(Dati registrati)
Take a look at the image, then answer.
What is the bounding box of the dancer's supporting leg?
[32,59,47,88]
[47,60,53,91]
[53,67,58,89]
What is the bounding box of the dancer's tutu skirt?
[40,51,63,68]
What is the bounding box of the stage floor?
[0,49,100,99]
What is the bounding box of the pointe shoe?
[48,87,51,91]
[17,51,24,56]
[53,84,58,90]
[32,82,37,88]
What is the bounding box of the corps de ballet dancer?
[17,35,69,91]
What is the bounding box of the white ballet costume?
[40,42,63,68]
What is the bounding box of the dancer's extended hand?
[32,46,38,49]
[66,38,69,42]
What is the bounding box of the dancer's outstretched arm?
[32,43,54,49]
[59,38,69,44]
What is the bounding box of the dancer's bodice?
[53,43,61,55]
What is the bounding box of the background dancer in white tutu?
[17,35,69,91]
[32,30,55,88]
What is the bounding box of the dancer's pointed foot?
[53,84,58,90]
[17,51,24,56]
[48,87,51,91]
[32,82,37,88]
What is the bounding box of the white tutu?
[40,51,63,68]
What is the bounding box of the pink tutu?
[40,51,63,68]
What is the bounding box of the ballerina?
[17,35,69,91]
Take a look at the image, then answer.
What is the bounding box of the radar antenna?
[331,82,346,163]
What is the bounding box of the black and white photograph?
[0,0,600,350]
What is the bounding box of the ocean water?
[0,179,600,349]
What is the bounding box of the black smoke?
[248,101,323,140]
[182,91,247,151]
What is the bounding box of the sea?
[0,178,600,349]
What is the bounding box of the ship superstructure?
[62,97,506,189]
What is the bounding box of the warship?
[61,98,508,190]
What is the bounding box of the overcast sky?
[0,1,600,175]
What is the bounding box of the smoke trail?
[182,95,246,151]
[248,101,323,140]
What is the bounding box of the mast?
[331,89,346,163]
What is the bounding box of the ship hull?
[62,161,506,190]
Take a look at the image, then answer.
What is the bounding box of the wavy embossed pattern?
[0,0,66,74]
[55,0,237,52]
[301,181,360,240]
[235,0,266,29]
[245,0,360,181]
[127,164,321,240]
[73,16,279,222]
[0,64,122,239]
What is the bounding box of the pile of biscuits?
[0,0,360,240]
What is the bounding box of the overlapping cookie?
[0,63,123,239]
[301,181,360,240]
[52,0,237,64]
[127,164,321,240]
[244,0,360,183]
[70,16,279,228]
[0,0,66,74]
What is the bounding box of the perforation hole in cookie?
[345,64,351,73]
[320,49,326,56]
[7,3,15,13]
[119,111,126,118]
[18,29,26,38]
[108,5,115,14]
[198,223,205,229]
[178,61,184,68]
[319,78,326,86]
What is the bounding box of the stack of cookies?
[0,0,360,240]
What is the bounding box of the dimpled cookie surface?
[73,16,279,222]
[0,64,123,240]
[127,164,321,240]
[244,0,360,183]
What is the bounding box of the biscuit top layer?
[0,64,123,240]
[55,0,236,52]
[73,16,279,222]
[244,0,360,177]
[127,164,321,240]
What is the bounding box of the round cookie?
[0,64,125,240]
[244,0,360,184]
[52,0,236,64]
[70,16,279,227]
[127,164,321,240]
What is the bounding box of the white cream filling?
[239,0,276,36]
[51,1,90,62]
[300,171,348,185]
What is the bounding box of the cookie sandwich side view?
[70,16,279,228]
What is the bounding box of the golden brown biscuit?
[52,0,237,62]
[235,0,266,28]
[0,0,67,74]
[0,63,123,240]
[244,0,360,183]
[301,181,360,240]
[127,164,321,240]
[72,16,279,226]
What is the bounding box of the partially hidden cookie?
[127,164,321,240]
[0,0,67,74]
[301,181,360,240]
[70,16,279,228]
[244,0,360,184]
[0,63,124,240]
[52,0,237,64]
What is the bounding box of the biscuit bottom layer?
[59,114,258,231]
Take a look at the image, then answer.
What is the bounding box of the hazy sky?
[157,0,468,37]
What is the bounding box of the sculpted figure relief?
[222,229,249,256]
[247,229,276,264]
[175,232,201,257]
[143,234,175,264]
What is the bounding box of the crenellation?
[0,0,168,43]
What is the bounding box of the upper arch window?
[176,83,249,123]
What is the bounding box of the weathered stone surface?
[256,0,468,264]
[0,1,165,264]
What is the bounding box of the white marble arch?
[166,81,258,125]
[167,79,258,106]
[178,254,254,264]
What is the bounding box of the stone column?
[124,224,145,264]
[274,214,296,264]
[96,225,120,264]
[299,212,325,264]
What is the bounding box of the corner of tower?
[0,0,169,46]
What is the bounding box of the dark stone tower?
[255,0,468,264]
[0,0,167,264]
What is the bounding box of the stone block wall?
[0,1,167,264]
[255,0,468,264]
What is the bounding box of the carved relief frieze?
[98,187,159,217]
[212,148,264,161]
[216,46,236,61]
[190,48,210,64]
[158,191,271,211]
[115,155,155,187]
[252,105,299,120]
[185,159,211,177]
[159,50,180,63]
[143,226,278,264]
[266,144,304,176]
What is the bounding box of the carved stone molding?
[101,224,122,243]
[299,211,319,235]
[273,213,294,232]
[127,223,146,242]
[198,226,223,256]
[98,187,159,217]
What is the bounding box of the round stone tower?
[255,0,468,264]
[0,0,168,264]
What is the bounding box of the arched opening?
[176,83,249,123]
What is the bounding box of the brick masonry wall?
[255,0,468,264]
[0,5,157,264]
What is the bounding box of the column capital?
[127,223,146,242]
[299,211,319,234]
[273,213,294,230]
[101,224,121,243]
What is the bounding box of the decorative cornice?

> [Cosa fare]:
Riporta come lista JSON di stringhe le righe dell'elenco, da quella che contiene "What is the bounding box of the partially" fino a quella che contiene "[0,1,165,264]", entrambe comprese. Metti una stringa per ogni riga e salta le righe vuote.

> [Risultato qui sotto]:
[
  "What is the bounding box of the partially hidden cookie?",
  "[127,164,321,240]",
  "[0,0,67,74]",
  "[301,181,360,240]",
  "[70,16,279,228]",
  "[244,0,360,184]",
  "[0,63,124,240]",
  "[52,0,237,64]",
  "What is the bounding box of the biscuit bottom layer?",
  "[59,114,258,231]",
  "Take a look at the image, then answer.",
  "What is the bounding box of the hazy sky?",
  "[157,0,468,37]",
  "What is the bounding box of the sculpted figure relief?",
  "[222,229,249,256]",
  "[247,229,276,264]",
  "[175,232,201,257]",
  "[143,234,175,264]",
  "What is the bounding box of the crenellation?",
  "[0,0,168,43]",
  "What is the bounding box of the upper arch window?",
  "[176,83,249,123]",
  "What is the bounding box of the weathered stone surface?",
  "[256,0,468,264]",
  "[0,1,165,264]"
]